Task item
Please repeat all the entries. Nothing may differ.

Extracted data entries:
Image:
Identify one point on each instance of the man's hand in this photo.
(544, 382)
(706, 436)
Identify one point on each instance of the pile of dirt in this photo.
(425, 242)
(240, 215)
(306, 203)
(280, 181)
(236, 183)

Task answer
Image:
Identify one point on each instance of the man's hand in this photo.
(544, 382)
(706, 436)
Identify one point on each instance of the pile of dirt in this photo.
(425, 242)
(240, 215)
(306, 203)
(280, 181)
(236, 183)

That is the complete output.